Source data:
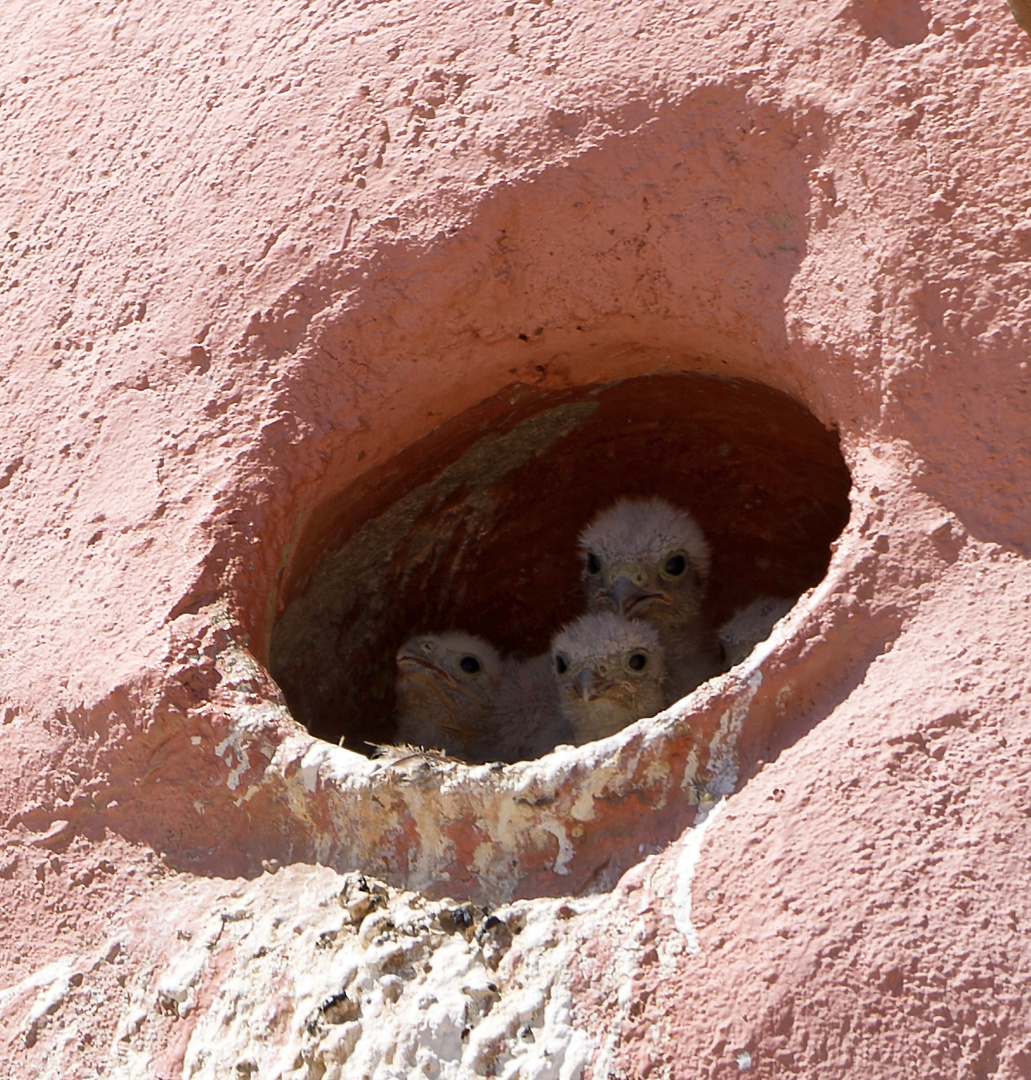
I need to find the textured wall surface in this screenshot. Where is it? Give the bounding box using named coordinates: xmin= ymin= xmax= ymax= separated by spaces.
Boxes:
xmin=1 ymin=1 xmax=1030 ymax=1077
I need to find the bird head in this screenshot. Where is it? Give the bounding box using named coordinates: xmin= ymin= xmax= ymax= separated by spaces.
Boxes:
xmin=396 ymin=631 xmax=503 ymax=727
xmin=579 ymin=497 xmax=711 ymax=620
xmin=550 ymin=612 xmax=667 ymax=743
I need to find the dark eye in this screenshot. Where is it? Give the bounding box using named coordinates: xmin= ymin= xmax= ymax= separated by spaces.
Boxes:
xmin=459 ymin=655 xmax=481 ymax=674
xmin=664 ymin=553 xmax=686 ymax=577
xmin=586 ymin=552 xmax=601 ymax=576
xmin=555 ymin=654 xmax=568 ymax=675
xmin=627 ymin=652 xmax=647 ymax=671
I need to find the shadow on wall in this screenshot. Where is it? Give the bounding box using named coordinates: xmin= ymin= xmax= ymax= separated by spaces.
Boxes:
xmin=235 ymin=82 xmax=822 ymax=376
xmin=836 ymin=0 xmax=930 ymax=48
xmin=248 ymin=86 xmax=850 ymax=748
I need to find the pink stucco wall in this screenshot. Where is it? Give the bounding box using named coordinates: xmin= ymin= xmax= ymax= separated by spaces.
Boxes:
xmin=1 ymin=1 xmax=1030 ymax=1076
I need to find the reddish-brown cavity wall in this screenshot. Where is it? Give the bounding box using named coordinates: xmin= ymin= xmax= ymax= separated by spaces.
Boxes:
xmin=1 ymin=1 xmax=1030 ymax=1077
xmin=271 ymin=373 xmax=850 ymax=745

EXERCISE DETAILS: Retype the entries verbatim and drop the pictures.

EXERCISE RESPONSE:
I need to find the textured wall surface in this screenshot. Where is it? Give the bounding box using named coordinates: xmin= ymin= xmax= ymax= separated by spaces.
Boxes:
xmin=1 ymin=1 xmax=1030 ymax=1077
I need to find the bird head in this screenshot. Where is it? Give the bounding box using named coordinates: xmin= ymin= xmax= ymax= separated by spaces.
Boxes:
xmin=396 ymin=631 xmax=503 ymax=727
xmin=579 ymin=497 xmax=711 ymax=620
xmin=550 ymin=612 xmax=667 ymax=743
I need to find the dark eye in this screenshot. Where is it? Give the bounding box using named coordinates: xmin= ymin= xmax= ymax= separated by spaces.
Boxes:
xmin=459 ymin=655 xmax=481 ymax=674
xmin=664 ymin=553 xmax=686 ymax=577
xmin=586 ymin=552 xmax=601 ymax=576
xmin=555 ymin=654 xmax=568 ymax=675
xmin=627 ymin=652 xmax=647 ymax=671
I need to find the shadow on wall in this screenshot. Where is it? Give the bounding box using named coordinates: xmin= ymin= xmax= ymax= separated by spaces.
Boxes:
xmin=235 ymin=82 xmax=822 ymax=376
xmin=836 ymin=0 xmax=930 ymax=48
xmin=248 ymin=86 xmax=850 ymax=748
I need to find the pink stucco wall in this screenshot. Where is it? Give the bounding box using named coordinates: xmin= ymin= xmax= ymax= separated by spaces.
Boxes:
xmin=1 ymin=1 xmax=1030 ymax=1076
I need to find the reddish-brown cavity wall in this screenshot. Where is it? Give the bounding box using named coordinates: xmin= ymin= xmax= ymax= separated by spaces.
Boxes:
xmin=1 ymin=1 xmax=1030 ymax=1077
xmin=271 ymin=373 xmax=850 ymax=745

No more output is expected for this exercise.